• **TASK TO COMPLETE**: List every line below that contains the string "winding", matching case exactly.

• **PROVIDED RECORDS**:
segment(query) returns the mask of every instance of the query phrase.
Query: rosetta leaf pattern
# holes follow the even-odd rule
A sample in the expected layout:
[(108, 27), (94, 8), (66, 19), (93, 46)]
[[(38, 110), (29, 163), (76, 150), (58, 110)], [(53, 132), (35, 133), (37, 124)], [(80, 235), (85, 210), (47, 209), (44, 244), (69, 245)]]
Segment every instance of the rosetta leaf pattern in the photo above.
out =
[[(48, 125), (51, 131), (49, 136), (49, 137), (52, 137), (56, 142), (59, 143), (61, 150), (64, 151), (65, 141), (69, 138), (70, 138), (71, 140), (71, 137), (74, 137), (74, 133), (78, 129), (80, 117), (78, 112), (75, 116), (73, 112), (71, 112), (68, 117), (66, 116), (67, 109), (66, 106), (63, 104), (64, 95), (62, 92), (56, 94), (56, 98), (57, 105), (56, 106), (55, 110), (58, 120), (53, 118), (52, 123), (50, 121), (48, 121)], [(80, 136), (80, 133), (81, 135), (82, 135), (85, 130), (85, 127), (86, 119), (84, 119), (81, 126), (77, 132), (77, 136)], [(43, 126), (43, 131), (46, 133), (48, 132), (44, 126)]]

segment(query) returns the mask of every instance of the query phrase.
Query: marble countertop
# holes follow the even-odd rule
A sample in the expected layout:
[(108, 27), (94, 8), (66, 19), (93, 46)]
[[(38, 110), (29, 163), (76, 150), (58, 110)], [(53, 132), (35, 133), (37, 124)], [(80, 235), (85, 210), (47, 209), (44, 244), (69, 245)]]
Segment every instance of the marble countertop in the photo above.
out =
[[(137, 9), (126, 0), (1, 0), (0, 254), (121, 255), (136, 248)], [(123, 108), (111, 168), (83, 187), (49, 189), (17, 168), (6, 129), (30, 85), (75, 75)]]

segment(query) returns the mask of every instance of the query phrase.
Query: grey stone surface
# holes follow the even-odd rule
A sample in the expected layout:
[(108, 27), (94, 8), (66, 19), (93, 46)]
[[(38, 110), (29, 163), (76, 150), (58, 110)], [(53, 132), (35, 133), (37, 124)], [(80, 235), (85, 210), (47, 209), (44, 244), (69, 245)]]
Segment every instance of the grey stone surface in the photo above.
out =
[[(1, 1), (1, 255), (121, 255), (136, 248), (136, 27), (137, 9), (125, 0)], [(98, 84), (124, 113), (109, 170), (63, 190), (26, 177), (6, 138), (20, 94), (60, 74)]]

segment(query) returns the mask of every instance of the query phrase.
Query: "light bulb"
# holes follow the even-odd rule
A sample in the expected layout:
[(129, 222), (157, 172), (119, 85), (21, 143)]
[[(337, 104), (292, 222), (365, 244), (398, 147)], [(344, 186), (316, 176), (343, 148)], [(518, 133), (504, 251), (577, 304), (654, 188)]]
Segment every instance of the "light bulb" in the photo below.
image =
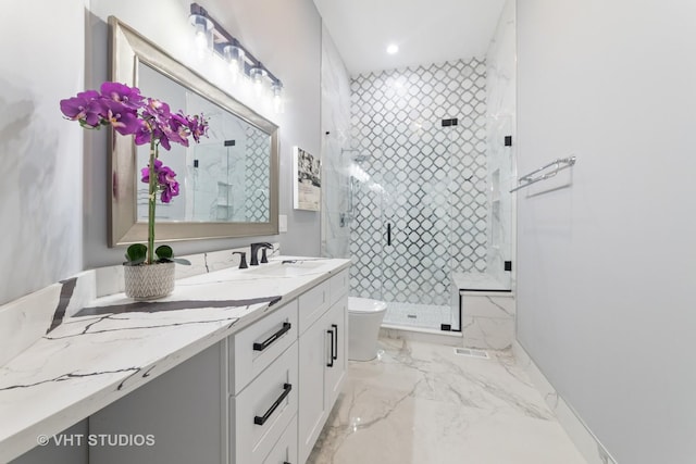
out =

...

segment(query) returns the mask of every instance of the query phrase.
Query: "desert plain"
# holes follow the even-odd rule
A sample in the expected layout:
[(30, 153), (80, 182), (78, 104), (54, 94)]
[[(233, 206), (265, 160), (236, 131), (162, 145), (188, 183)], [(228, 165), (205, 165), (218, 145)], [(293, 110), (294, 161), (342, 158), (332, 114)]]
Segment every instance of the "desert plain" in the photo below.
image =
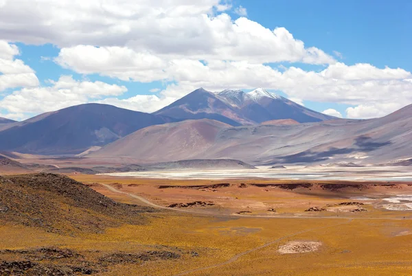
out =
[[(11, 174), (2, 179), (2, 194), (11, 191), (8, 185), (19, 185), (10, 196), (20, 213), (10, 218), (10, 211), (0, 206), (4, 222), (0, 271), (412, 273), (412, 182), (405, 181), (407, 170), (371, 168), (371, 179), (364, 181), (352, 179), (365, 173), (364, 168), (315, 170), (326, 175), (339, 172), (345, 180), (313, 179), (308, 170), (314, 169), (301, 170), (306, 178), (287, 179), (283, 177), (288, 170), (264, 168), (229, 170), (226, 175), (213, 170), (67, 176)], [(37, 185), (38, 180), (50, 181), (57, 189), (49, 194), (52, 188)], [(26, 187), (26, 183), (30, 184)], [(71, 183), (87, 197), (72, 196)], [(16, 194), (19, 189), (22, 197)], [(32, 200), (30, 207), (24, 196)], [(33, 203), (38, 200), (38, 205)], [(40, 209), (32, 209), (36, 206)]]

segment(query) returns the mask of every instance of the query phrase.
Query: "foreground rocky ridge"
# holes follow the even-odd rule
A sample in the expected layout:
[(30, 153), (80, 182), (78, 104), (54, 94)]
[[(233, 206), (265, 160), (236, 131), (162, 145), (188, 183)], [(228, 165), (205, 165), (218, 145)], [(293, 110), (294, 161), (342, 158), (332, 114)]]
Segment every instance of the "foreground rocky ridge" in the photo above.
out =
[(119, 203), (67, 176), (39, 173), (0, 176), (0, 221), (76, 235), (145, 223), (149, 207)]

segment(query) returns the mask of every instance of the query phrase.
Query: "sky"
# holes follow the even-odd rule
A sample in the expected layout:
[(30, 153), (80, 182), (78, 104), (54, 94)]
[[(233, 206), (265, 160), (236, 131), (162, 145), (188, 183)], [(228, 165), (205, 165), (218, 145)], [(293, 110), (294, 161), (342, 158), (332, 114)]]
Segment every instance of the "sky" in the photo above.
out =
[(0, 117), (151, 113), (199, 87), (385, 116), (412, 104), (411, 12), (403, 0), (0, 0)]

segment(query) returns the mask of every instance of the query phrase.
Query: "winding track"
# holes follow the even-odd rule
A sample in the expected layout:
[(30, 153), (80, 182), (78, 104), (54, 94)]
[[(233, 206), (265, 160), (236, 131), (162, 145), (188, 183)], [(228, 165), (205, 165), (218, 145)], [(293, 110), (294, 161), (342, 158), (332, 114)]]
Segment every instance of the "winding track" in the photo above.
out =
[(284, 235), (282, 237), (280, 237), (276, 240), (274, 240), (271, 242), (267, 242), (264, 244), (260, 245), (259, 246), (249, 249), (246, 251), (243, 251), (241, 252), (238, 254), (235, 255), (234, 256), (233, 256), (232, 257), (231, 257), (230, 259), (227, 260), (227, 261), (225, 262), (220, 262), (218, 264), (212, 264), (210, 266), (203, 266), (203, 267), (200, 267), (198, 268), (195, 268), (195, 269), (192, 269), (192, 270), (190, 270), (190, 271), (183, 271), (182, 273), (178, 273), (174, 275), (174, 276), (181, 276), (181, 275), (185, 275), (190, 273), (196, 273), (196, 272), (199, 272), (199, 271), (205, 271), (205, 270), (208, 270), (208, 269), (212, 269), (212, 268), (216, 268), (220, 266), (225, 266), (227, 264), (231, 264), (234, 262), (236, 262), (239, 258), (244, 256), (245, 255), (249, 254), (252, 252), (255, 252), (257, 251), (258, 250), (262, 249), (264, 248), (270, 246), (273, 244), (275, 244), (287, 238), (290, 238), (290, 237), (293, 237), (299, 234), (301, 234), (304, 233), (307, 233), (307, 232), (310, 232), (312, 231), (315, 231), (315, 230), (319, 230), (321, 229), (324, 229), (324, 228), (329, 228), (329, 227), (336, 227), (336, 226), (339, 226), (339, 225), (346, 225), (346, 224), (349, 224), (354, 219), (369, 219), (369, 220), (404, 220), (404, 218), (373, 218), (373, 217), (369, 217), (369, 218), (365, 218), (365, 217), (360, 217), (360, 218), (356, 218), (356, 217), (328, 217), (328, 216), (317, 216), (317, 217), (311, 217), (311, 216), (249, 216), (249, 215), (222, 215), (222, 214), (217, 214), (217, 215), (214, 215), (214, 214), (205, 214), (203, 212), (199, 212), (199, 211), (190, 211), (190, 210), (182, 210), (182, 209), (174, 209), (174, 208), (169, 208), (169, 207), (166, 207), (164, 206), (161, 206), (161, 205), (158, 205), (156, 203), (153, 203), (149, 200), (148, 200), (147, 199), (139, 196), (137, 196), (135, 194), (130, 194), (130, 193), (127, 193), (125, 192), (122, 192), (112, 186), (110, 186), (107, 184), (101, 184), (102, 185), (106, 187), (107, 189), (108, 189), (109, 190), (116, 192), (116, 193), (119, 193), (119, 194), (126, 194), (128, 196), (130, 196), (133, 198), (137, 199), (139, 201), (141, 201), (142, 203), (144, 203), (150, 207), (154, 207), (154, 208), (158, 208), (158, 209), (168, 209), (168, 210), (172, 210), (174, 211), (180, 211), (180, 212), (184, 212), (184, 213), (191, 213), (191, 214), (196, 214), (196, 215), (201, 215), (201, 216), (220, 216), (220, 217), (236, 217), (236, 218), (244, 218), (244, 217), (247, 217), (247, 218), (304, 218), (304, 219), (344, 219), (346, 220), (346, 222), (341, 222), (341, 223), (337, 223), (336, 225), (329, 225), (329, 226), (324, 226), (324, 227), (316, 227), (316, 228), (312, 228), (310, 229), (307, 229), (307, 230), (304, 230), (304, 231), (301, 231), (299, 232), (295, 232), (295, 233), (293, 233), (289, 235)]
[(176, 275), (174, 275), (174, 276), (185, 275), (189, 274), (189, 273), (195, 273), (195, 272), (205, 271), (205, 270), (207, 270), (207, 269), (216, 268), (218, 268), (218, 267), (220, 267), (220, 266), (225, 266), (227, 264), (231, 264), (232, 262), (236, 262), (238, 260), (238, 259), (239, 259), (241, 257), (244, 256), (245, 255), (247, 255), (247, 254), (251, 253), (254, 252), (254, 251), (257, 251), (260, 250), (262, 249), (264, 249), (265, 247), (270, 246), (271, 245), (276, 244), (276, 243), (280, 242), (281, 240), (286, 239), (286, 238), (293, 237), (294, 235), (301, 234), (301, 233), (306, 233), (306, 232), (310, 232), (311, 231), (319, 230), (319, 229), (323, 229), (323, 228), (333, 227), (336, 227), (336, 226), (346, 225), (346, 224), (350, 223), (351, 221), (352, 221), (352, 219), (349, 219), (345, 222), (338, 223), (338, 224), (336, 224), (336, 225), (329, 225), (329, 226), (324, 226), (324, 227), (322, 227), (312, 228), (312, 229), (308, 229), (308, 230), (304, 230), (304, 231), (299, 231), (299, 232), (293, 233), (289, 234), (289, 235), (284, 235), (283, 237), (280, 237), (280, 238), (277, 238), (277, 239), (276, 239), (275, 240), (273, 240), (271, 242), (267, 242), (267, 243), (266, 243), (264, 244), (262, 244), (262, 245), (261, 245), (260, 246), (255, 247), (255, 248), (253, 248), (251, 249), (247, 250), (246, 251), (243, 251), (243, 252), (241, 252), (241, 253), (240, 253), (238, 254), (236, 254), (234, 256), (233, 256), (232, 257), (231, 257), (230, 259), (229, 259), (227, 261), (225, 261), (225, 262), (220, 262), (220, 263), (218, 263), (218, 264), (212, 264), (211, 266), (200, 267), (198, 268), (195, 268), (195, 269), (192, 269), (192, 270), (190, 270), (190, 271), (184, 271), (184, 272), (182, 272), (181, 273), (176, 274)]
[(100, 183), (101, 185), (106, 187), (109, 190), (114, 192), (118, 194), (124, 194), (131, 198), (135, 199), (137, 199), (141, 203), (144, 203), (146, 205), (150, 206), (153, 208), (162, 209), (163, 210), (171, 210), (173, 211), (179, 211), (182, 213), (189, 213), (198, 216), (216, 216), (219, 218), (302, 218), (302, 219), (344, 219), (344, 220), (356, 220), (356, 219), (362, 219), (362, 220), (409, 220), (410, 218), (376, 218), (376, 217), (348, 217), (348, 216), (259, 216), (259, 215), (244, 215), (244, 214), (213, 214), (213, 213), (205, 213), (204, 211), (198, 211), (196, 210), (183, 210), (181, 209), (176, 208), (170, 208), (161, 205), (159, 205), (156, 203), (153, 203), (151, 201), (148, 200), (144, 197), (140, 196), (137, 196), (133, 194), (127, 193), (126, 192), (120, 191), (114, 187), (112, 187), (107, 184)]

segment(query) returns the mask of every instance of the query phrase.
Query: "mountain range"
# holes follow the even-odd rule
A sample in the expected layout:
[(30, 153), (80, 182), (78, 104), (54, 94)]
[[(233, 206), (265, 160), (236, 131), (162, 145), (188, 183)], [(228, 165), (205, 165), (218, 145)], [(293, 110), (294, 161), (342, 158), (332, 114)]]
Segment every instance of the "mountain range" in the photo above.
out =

* * *

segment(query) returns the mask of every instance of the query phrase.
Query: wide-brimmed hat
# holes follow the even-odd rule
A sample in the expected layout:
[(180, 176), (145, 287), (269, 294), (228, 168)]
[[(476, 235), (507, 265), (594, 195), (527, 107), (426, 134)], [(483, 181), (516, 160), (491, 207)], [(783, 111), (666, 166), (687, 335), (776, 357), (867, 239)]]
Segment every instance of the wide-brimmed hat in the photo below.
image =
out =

• **SOLUTION TO THE PROBLEM**:
Query: "winding track"
Segment every instance of the "winding track" in the photo above.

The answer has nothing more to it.